**Extrait fourni**
L’homme primitif crée des outils pour jouer avec les démons cachés dans le feu ou dans la pierre, dans l’eau courante ou l’animal, comme dans ses songes et ses rêves éveillés. Il exorcise prudemment une Nature peuplée de dieux et leurs intentions malicieuses. L’homme moderne est-il très différent ? Prenons quelques exemples de ses inventions techniques les plus spectaculaires : la machine à vapeur, l’auto, l’avion.
Voler, partir au hasard sur les routes, aller jouer…
C’est du rêve de voler qu’est né l’avion, et non pas de la prévision des avantages commerciaux, touristiques et militaires que présenterait un jour l’industrie de ces tapis volants à réaction, devenue l’une des branches principales de notre économie. L’histoire du vol d’Icare est le récit d’un rêve que presque tous les hommes ont fait une nuit ou l’autre, y compris Léonard de Vinci qui décrit, dessine et calcule un homme volant et de grands oiseaux mécaniques, et c’est ce rêve qui animait encore les premiers constructeurs d’avions à ailes mobiles ou à pédales, [p. 130] puis à moteur. Le motif onirique du vol, attesté par des centaines d’auteurs depuis trois à quatre-mille ans, est de toute évidence antérieur à toute espèce de considération utilitaire, économique.
C’est du rêve de partir au hasard sur les routes, et d’aller librement vite et loin, qu’est née l’auto. On en trouve le récit détaillé dans l’autobiographie de Henry Ford, Ma Vie. Ce rêveur incurable, bricoleur dépourvu de « connaissances scientifiques », cherchait à construire, nous dit-il, une « locomotive routière » qui ne fût pas astreinte à suivre la loi rigide des voies ferrées et des horaires, mais pût aller à l’aventure le long des routes et des chemins dans les campagnes : fantasme typique de l’adolescence, qui est l’âge des fugues. Le jeune Ford le réalisa en 1893, quelques années après que l’Allemand Otto eût inventé le moteur à explosion interne. On n’ignore pas que des douzaines d’ingénieurs ou amateurs de mécanique, en France surtout, avaient construit d’autres voitures automobiles bien avant Ford. Son invention ou sa réinvention n’en demeure pas moins exemplaire, par ses motifs réels, d’ordre psychologique, autant que par ses succès ultérieurs.

Un bloc de données:
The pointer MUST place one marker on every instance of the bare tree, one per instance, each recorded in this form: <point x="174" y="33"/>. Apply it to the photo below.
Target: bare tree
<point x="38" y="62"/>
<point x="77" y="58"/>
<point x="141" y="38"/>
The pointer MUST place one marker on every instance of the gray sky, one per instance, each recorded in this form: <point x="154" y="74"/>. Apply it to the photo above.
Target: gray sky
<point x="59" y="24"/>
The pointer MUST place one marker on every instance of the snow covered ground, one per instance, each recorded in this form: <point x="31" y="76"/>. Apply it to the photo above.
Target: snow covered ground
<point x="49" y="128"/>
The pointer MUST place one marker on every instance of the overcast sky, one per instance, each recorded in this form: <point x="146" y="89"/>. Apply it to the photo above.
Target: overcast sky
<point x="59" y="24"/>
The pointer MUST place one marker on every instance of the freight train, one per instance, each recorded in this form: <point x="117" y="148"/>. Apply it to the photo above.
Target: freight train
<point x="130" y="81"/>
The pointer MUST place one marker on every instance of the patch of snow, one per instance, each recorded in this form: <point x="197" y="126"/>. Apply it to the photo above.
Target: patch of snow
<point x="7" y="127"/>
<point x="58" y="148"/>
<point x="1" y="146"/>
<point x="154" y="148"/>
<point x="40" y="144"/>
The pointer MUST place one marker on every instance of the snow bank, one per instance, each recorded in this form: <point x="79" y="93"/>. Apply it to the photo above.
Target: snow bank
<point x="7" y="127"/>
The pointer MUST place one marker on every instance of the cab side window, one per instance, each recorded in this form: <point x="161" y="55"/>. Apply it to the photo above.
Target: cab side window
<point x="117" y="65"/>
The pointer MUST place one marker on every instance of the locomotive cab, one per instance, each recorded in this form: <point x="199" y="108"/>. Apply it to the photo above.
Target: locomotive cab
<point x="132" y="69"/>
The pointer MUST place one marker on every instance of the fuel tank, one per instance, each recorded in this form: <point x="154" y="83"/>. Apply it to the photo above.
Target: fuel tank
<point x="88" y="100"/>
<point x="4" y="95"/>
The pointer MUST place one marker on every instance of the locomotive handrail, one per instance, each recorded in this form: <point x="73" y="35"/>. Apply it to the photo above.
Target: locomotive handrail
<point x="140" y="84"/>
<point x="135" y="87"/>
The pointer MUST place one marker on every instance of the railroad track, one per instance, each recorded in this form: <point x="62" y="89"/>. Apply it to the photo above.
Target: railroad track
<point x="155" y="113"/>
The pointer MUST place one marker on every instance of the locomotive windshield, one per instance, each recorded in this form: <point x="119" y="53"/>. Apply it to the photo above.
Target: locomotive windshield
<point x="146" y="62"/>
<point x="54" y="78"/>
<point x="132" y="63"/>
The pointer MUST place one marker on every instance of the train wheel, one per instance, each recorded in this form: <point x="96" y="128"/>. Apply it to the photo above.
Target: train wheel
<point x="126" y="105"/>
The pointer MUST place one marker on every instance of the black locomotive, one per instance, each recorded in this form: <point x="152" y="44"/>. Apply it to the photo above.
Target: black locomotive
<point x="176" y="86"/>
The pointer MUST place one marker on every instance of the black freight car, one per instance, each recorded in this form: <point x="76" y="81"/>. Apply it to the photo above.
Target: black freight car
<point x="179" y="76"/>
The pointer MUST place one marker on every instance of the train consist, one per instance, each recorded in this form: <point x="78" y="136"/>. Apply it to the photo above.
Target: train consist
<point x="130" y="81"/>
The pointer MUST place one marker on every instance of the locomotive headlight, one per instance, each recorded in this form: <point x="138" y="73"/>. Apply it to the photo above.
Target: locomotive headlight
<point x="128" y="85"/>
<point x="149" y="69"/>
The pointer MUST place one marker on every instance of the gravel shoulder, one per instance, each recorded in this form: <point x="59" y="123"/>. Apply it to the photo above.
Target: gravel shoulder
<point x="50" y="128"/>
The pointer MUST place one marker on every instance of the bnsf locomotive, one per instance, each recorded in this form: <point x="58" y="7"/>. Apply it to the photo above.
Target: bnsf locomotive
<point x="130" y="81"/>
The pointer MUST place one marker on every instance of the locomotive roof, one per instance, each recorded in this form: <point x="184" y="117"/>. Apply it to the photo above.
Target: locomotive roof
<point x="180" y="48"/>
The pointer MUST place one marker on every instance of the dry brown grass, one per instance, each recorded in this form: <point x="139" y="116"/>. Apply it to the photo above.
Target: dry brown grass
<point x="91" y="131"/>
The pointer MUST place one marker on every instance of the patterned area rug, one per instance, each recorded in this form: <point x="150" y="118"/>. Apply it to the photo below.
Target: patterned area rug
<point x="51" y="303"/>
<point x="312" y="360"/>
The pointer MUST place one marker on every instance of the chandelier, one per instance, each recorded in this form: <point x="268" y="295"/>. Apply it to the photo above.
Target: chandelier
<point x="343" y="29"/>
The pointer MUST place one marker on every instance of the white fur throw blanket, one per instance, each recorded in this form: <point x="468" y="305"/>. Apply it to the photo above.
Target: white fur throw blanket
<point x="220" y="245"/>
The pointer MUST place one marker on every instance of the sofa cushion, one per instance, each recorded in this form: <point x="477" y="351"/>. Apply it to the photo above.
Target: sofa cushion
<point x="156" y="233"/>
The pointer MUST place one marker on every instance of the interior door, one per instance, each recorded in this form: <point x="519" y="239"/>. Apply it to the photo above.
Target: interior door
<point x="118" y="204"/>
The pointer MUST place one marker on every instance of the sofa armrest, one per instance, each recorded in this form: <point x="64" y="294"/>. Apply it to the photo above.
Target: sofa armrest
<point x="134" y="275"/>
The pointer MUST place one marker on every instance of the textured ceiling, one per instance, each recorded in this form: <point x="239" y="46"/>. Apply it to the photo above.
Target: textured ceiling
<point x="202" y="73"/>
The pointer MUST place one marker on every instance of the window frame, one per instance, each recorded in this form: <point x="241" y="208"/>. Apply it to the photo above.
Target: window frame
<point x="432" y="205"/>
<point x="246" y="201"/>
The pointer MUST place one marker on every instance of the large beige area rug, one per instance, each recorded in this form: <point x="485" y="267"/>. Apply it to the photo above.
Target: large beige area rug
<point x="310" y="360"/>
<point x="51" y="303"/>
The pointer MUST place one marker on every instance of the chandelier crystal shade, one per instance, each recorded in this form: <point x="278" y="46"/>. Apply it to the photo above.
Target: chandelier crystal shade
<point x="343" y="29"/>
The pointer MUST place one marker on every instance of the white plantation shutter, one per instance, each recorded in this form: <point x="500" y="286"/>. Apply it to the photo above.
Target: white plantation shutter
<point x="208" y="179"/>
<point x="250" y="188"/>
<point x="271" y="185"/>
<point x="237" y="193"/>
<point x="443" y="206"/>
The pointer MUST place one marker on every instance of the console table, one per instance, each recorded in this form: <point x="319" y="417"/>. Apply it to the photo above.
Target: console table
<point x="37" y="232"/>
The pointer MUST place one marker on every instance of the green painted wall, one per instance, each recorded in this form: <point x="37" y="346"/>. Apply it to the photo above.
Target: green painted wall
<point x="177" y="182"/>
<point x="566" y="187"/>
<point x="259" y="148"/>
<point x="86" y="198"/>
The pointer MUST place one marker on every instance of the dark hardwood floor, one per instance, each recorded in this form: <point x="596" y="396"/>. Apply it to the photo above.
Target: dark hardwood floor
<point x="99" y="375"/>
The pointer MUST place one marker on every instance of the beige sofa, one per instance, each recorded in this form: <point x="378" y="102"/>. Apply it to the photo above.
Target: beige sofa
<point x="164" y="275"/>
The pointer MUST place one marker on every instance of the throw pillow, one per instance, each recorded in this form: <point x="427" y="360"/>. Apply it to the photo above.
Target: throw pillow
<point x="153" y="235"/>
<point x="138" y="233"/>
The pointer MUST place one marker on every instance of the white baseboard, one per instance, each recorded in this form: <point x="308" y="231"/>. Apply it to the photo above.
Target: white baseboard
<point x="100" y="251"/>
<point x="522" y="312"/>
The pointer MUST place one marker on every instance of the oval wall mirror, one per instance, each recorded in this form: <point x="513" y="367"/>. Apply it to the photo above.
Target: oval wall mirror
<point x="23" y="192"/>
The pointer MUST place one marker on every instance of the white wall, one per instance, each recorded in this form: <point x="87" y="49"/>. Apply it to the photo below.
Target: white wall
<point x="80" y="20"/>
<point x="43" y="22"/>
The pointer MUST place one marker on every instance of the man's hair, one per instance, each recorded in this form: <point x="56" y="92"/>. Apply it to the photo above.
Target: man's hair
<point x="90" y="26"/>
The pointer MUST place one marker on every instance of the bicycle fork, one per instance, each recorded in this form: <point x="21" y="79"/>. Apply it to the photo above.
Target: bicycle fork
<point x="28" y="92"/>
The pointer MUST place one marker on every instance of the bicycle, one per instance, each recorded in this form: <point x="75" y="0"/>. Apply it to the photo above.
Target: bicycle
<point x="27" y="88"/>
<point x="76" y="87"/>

**Objectifs**
#1 D'après l'extrait, qui avait inventé le moteur à explosion interne quelques années avant que le jeune Ford ne réalise son projet ?
#2 Pour chacune de ces affirmations, dites si l'extrait lui donne raison (oui ou non), en citant les mots qui le prouvent.
(a) L'avion est né de la prévision des avantages commerciaux qu'il apporterait.
(b) Henry Ford raconte en détail la naissance de l'auto dans son autobiographie.
(c) Ford fut le premier à construire une voiture automobile.
Servez-vous seulement de l'extrait pour répondre.

**Solutions**
#1 L'Allemand Otto.

#2
(a) Non : « C’est du rêve de voler qu’est né l’avion, et non pas de la prévision des avantages commerciaux »
(b) Oui : « On en trouve le récit détaillé dans l’autobiographie de Henry Ford, Ma Vie. »
(c) Non : « des douzaines d’ingénieurs ou amateurs de mécanique, en France surtout, avaient construit d’autres voitures automobiles bien avant Ford »